Folashade Adufe Horne, 51, of Laurel, Maryland, and Sikirat Adunni Brown, 58, of Upper Marlboro, Maryland, were both arrested June 24 after being charged in federal court with defrauding the DC Medicaid program. Horne and Brown are the third and fourth individuals charged this week with defrauding DC Medicaid. June 23, Susan Engonwei Tingwei, a University of Maryland Law School Graduate, and Janet Akindipe, an employee at the National Institutes of Health (“NIH”), were arrested. Horne, Brown, Tingwei, and Akindipe each were charged in separate criminal complaints with healthcare fraud and healthcare false statements for falsely claiming to have provided personal care aide (“PCA”) services to DC Medicaid beneficiaries.
According to charging documents, Horne claimed to provide PCA services to beneficiaries when she was actually working at Howard University Hospital, where she has been employed since 2007. DC Medicaid claims data revealed that on 204 separate days in 2014, she purportedly provided 20 or more hours of PCA services to several Medicaid beneficiaries while working for various home health agencies, including 28 separate days where she claimed to work 32 hours. Charging documents also allege that Horne claimed to provide PCA services to DC Medicaid beneficiaries when she was traveling outside the United States. Charging documents allege that Brown purported to provide PCA services in excess of twenty hours on a given day and also to multiple beneficiaries in overlapping hours. On 335 occasions between November 2014 and October 2015, Brown claimed that she provided between 20 and 38 hours of PCA services each day. She also asserted that she provided 176 hours of services during a seven-day period even though there are only 168 hours in a week. In addition, she is alleged to have paid kickbacks to at least one beneficiary to get that person to sign fraudulent timesheets.

(Goal of the exercise)
Continue the report on the DC Medicaid fraud charges from the point where it stops.

(Given entries)

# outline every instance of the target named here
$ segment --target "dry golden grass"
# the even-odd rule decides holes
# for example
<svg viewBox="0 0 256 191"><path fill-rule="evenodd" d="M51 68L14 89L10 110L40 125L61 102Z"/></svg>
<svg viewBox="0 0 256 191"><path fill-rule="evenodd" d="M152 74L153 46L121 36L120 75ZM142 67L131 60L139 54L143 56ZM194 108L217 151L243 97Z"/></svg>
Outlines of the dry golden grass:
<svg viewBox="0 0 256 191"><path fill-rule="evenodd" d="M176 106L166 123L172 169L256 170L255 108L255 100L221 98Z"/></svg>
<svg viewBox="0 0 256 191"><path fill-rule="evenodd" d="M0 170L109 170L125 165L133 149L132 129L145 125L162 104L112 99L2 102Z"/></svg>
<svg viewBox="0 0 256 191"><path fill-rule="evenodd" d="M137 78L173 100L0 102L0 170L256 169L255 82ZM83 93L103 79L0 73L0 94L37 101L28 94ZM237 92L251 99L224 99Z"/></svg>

(Expected answer)
Charging documents indicate that Tingwei earned a Master of Laws degree from the University of Maryland’s Francis King Carey School of Law in May 2017. On more than 100 occasions, she is alleged to have submitted timesheets purporting to have provided PCA services in Washington, DC, when she was scheduled to be in Baltimore attending law school classes. As part of the investigation, law enforcement agents conducted surveillance of Tingwei and also obtained cell phone records that provided her location history. Tingwei claimed to provide PCA services in Washington at times when law enforcement agents saw her in Baltimore and also when cell phone records placed her in Baltimore.
Charging documents allege that Akindipe claimed to provide PCA services to beneficiaries when she was actually working at NIH. Between working at NIH and purportedly providing PCA services, Akindipe claimed she worked more than twenty hours a day on 338 different occasions between January 2015 and October 2018. She also is alleged to have caused Medicaid to be billed for PCA services that she purportedly rendered during three separate periods of time when she was actually traveling outside the United States.